_Description of the task_
Convert the records, starting with the line with "Target: goalkeeper's leg." and going on through the line with "[42, 43, 51, 52]", into a two-column CSV with the headers request and answer. Give one row for each request, with its text and its answer each in a single quoted field and line breaks replaced by spaces.
══ Input rows
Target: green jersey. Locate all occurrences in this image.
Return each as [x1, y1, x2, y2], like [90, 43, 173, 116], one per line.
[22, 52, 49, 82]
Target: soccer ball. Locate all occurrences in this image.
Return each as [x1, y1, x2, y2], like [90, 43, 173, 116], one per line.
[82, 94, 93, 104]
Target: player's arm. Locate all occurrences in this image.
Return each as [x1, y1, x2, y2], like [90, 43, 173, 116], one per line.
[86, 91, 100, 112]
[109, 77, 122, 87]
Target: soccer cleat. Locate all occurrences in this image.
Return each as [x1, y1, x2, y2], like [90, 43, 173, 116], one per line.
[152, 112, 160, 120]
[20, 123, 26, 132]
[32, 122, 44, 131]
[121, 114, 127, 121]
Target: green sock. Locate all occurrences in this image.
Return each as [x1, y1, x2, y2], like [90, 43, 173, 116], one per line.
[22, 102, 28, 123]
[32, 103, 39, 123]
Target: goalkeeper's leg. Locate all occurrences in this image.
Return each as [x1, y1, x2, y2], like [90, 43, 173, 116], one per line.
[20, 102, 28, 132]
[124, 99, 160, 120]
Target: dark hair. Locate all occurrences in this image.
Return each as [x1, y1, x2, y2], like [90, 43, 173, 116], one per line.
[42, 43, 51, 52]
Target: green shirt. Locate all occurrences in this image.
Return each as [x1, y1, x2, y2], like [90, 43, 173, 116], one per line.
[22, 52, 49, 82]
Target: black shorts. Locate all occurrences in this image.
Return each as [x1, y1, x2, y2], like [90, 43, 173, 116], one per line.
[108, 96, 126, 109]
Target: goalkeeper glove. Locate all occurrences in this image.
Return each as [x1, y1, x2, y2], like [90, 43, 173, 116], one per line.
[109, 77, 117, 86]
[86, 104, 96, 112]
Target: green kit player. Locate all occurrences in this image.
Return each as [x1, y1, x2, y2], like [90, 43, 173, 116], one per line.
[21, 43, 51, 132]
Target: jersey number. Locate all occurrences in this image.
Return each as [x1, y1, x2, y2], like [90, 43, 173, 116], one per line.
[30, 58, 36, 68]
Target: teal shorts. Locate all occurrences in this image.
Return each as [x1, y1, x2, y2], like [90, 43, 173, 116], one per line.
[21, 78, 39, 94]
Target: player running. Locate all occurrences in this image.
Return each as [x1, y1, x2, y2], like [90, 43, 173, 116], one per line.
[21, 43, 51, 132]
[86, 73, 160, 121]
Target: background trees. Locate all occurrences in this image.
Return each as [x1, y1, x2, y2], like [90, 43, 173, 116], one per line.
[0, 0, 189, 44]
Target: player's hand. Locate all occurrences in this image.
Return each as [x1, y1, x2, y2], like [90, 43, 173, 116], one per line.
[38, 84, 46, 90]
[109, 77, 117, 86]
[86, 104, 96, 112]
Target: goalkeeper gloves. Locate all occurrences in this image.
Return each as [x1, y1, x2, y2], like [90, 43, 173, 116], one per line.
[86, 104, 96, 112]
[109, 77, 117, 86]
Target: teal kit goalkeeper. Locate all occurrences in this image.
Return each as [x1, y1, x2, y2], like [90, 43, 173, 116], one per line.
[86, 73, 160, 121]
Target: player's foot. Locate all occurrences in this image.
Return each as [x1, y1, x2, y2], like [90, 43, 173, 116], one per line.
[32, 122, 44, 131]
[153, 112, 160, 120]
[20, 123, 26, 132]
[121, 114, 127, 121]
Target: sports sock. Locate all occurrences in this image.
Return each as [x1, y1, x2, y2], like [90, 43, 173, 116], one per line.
════
_Task response_
request,answer
"Target: goalkeeper's leg. Locate all occurrences in this image. Return each as [x1, y1, x2, y2], like [90, 43, 173, 116], one per line.","[20, 102, 28, 132] [124, 99, 160, 120]"
"Target: dark hair. Locate all occurrences in this image. Return each as [x1, y1, x2, y2], like [90, 43, 173, 116], one per line.","[42, 43, 51, 52]"